## Problem set:
**a.** According to the St. Bernard Lodge article, what was the lodge called when Carl Fink first opened it?
**b.** In the entries, take the lines from the one containing "Return an outline for every instance of the dirt" through the end of the entries, and rewrite them with "even-odd" changed to "nonzero winding" and all else unchanged.

## Text section:
The St. Bernard Lodge in Mill Creek
● By Kayla Anderson
Historic Mountain Retreat
Story by Kayla Anderson
ON HIGHWAY 36 about about a half-hour away from Lassen Peak and “somewhere west of Chester” is a quaint, historic lodge with horse stables and a creek running behind it. Walking into the seven-bedroom, two-bathroom estate, there’s a lobby with visitor information and a parlor off to the left with a rustic feel and fully-stocked bar. To the right is a dining area where owners Jim Vondracek and Sharon Roberts cook all of their guests’ meals. The St. Bernard Lodge offers a welcoming atmosphere and warm, comfortable beds that are all too easy to pass out in after a day of exploring Lassen Peak or Lake Almanor.
It’s questionable whether St. Bernard Lodge has always been as accommodating due to its lively history, but it certainly is entertaining to learn about and try to sort fact from fiction. It started with a contentious German family finding solace in the mountains of Northern California in the early 1900s and then making their mark in the lodging business throughout the next century.
Originally, German immigrant Carl Fink went up north to join a surveying crew planning out the construction of Highway 36. He fell in love with the area and opened what was then known as the Deer Creek Café.
His brother, Mike, loved St. Bernard dogs and opened the St. Bernard Café in Southern California. However, local historians believe that when one of Mike’s beloved dogs was poisoned – likely due to an anti-German sentiment at the time – he moved up north to join his brother Carl. The brothers ran Deer Creek together, but there are mixed stories about what happened to Carl – some reports state that he went to jail over a lumber deal gone bad, others say that he simply had a falling out with his brother and moved on to build a fish hatchery in the area. Whatever the case, Mike took over the lodge, renamed it the St. Bernard Lodge and built a second story of rooms onto the main house.

## Extracted records:
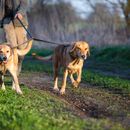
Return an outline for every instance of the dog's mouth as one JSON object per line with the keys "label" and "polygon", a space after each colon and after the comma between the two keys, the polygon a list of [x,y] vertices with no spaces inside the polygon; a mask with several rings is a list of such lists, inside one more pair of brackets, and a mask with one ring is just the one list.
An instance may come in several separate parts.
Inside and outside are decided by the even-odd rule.
{"label": "dog's mouth", "polygon": [[7,60],[3,61],[4,64],[7,64],[7,62],[8,62]]}
{"label": "dog's mouth", "polygon": [[82,60],[86,60],[86,59],[87,59],[87,56],[82,55],[80,58],[81,58]]}

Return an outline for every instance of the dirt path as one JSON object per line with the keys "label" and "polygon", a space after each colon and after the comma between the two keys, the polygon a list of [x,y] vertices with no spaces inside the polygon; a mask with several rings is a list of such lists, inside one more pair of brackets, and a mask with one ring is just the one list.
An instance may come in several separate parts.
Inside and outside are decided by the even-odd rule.
{"label": "dirt path", "polygon": [[83,83],[78,89],[68,85],[66,94],[60,96],[53,92],[53,78],[47,74],[23,74],[20,81],[30,88],[35,87],[48,91],[50,94],[65,100],[75,107],[78,115],[84,118],[88,116],[93,118],[109,118],[113,121],[121,122],[127,128],[130,128],[130,98],[127,96],[122,97],[100,87]]}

## Outputs in order:
**a.** The Deer Creek Café.

**b.**
Return an outline for every instance of the dirt path as one JSON object per line with the keys "label" and "polygon", a space after each colon and after the comma between the two keys, the polygon a list of [x,y] vertices with no spaces inside the polygon; a mask with several rings is a list of such lists, inside one more pair of brackets, and a mask with one ring is just the one list.
An instance may come in several separate parts.
Inside and outside are decided by the nonzero winding rule.
{"label": "dirt path", "polygon": [[83,83],[78,89],[68,85],[66,94],[60,96],[53,92],[53,78],[47,74],[23,74],[20,81],[30,88],[35,87],[48,91],[50,94],[65,100],[75,107],[78,115],[84,118],[88,116],[93,118],[109,118],[113,121],[121,122],[127,128],[130,128],[130,98],[127,96],[122,97],[100,87]]}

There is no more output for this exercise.